START THE INPUT

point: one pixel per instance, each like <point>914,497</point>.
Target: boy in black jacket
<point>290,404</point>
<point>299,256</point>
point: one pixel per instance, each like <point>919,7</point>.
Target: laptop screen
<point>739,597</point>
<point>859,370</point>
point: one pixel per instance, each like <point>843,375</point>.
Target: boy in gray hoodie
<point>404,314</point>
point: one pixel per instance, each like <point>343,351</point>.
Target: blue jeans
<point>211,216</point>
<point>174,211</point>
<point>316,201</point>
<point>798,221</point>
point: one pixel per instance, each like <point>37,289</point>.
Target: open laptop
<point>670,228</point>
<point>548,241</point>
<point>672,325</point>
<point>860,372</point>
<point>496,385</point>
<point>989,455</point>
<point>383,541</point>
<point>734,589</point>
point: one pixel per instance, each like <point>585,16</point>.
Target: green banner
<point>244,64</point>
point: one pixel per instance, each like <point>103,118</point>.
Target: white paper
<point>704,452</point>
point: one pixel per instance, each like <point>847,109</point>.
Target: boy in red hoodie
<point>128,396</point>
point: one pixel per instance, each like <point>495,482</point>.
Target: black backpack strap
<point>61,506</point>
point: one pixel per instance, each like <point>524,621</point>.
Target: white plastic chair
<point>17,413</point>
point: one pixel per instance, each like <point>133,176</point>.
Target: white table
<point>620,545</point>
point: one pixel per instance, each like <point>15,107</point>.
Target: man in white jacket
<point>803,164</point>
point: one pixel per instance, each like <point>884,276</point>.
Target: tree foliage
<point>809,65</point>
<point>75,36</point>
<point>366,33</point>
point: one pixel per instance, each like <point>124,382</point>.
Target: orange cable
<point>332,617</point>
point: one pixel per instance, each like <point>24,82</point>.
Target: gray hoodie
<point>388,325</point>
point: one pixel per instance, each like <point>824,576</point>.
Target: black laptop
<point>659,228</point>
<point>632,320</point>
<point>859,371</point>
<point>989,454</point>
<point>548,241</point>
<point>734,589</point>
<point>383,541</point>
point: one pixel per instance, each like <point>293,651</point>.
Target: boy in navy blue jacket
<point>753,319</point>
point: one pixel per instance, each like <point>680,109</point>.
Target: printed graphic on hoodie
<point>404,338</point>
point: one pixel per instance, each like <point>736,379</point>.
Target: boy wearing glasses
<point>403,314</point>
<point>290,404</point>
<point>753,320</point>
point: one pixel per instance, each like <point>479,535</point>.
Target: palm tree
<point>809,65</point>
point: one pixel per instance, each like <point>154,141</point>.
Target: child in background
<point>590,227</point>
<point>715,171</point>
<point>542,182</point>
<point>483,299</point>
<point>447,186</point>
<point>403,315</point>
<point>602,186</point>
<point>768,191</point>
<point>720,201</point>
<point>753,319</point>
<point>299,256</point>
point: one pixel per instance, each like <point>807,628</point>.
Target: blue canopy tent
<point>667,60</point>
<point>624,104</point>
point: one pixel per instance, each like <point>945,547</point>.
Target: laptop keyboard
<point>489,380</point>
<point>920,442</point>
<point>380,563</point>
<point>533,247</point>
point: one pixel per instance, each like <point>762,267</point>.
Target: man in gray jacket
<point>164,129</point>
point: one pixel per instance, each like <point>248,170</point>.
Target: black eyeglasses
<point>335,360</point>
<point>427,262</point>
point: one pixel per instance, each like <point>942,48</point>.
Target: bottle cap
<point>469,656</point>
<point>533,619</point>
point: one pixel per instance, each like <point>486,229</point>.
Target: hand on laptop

END THE INPUT

### PROBLEM STATEMENT
The answer should be the full set of records, reproduced exactly.

### ANSWER FOR THIS EXERCISE
point: one pixel per instance, each like <point>914,497</point>.
Target: boy in black jacket
<point>290,404</point>
<point>299,256</point>
point: one pixel per instance, each like <point>919,7</point>.
Target: laptop screen
<point>739,597</point>
<point>859,370</point>
point: one pixel per instance, each like <point>843,375</point>.
Target: boy in gray hoodie
<point>404,314</point>
point: one pixel per instance, each like <point>343,351</point>.
Target: blue jeans
<point>211,216</point>
<point>174,211</point>
<point>316,201</point>
<point>798,221</point>
point: one pixel per instance, each like <point>37,289</point>.
Target: open laptop
<point>670,228</point>
<point>548,241</point>
<point>672,325</point>
<point>860,372</point>
<point>496,385</point>
<point>989,455</point>
<point>383,541</point>
<point>734,589</point>
point: one pixel per instance, each like <point>585,16</point>.
Target: green banner
<point>244,64</point>
point: one pixel per instance, each like <point>103,118</point>.
Target: white paper
<point>704,452</point>
point: one pixel per instance, each like <point>847,109</point>.
Target: boy in red hoodie
<point>128,396</point>
point: one pixel per instance, each like <point>495,482</point>.
Target: black backpack strap
<point>61,506</point>
point: one pixel per instance, each like <point>524,621</point>.
Target: white plastic chair
<point>17,413</point>
point: one pixel per instance, each like <point>133,176</point>.
Target: white table
<point>620,545</point>
point: one pixel per instance, each like <point>15,107</point>.
Target: man in white jacket
<point>803,164</point>
point: one pixel per instance, each like <point>884,276</point>.
Target: tree foliage
<point>809,65</point>
<point>75,36</point>
<point>366,33</point>
point: one pixel per instance, each like <point>124,382</point>.
Target: orange cable
<point>332,617</point>
point: one pixel per instance, each like <point>24,82</point>.
Target: gray hoodie
<point>388,325</point>
point: one pixel per instance, each like <point>824,576</point>.
Target: black laptop
<point>659,228</point>
<point>632,320</point>
<point>859,371</point>
<point>989,454</point>
<point>548,241</point>
<point>734,589</point>
<point>383,541</point>
point: one pixel per instance, each like <point>293,651</point>.
Target: boy in navy blue jacket
<point>753,319</point>
point: one pixel per instance, each like <point>680,109</point>.
Target: printed graphic on hoodie
<point>404,338</point>
point: one pixel per instance, each like <point>736,379</point>.
Target: boy wearing glasses
<point>403,314</point>
<point>290,404</point>
<point>753,320</point>
point: one pixel per instance, each like <point>479,535</point>.
Target: palm tree
<point>809,65</point>
point: one pixel per instance, each like <point>154,141</point>.
Target: child in background
<point>590,227</point>
<point>715,171</point>
<point>542,182</point>
<point>483,299</point>
<point>447,186</point>
<point>403,315</point>
<point>602,186</point>
<point>768,191</point>
<point>720,201</point>
<point>753,319</point>
<point>299,256</point>
point: one pixel per instance, each like <point>807,628</point>.
Target: blue canopy tent
<point>667,60</point>
<point>624,104</point>
point: one pixel per instance, each like <point>945,547</point>.
Target: laptop keyboard
<point>489,380</point>
<point>920,442</point>
<point>380,563</point>
<point>533,247</point>
point: one pixel per instance, each like <point>762,267</point>.
Target: man in gray jacket
<point>164,129</point>
point: one pixel per instance, each like <point>248,170</point>.
Target: black eyeglasses
<point>335,360</point>
<point>427,262</point>
point: one pixel per instance, each like <point>942,48</point>.
Target: bottle cap
<point>469,656</point>
<point>533,619</point>
point: one pixel per instance, each like <point>486,229</point>.
Target: hand on laptop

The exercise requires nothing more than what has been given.